▶ [Yapılacak işler]
**1)** Zambak yazısında anlatıcı çiçek soğanını nereden aldı?
**2)** Zambak yazısını kaldığı yerden sürdürün.

▶ [Seçilmiş bölüm]
“Sevgi, doğanın ikinci güneşidir.” Chapman
“Bir insanı sevmekle başlar her şey…”
Sait Faik Abasıyanık
Pembe zambaklı günlerimden söz etmek istiyorum. Afyon’da kızımın yanında olduğum zamanlarda tv kanallarından haberleri izledim.
Coranavirüs hastalığı (COVID-19), Çin’de hızla yayıldı. Ülkemizde de yayılacağı endişesindeydim! Düşündürücü bir olaydı ve gözle görülmeyen sinsi bir düşmandı! Bu düşmandan kendimizi ve sevdiklerimizi nasıl koruyacaktık?
Afyon’dan yeni dönmüştüm evime. Birkaç gün sonra haberlerden duyduğuma göre; Coranavirüs Salgını (COVID-19) ülkemizde hızla yayılmaya başladı ve sokağa çıkma yasağı geldi.
İhtiyaçlarımı temin etmek amaçlı markete gittim. Gerekenleri aldım. Kasaya yöneldiğim sırada oradaki çiçek soğanını gördüm. Evet, bir tane kalmıştı, onu ben aldım. Paketinin üzerinde görkemli bir zambak resmi vardı. Çok mutlu oldum!!
Bu görkemli çiçeğin soğanı biraz örselenmişti. Buna rağmen ben ekeceğim saksıya, ya çıkar ya çıkmaz dedim. Umutla ektim. Toprakla buluştururken şunları söylediğimi hatırlıyorum: Seni dikiyorum, sevgimle büyüteceğim!
Coranavirüs Salgınının evde tutuklu ettiği günlerimde bana teselli kaynağı oldu. Tam bir ay bekledim. Her balkona çıktığımda da gözlerim saksıya takıldı, durdu. Haydi, be çiçeğim çık artık. Seni dört gözle bekliyorum, beni üzme! Dedim.
Evet, ektiğim tohumun görkemli çiçeğini görmek istiyorum. Diye her gün en az beş kere söylendim. Sonraları çıkmasını beklediğim gün geldi. Yemyeşil sürdü, çıktı bir yaprak verdi! Sevincimi anlatmam olanaksız! İki gün sonra sürgün bir iken iki oldu, üç oldu, boyu uzamaya başladı. Sadece Yaprakları büyüme eylemi gösterdi.
Beklerken gözlemimi sürdürdüm. Tam bir buçuk ay bekledim. Ne gördüm dersiniz? İki tane tomurcuk… Tomurcuklar her gün biraz daha büyüdü, gelişti. Derken artık açılma zamanı yaklaştı. O görkemli çiçeğini yarın açar, diye düşündüm. Bir gün erken kalktım. Bir bakayım, diye mırıldanarak balkona doğru gittim. Gözlerimi ovuşturarak baktığımda ne göreyim; evet o görkemli çiçeğimin renk renk açıldığını… Belli ki, sevgime karşılık verdi ve açtı! Sevindim, mutlu oldum!

▶ [Gösterilen veriler]
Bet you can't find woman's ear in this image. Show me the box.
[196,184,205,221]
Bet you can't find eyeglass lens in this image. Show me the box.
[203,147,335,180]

▶ [Görev yanıtları]
**1)** Marketten aldı; kasaya yöneldiği sırada orada kalan tek soğanı gördü ve aldı.

**2)**
Asıl adı pembe zambak… Çok örselenmişti soğanı, çıkma olasılığı yok gibiydi. Emeğime ve sevgime cevap verdiği düşüncesiyle adını ‘Sevgi Çiçeği’ koydum.
Zambağın anlamını araştırdım: Binlerce yıllık tarihi birikimle inşa edilmiştir. Mitolojilerde kendine yer bulur. Saflığı, gücü, asaleti ve doğurganlığı simgeler. Zambak çiçeği ayrıca;
– Asalet (Batıda kraliyet aileleri ile özdeşleşir)
– Annelik ve doğurganlık,
– Yeniden doğuş ve canlanma,
– Temizlik, masumiyet ve saflık,
– Gençliğin ve güzelliğin anlamlarını taşır.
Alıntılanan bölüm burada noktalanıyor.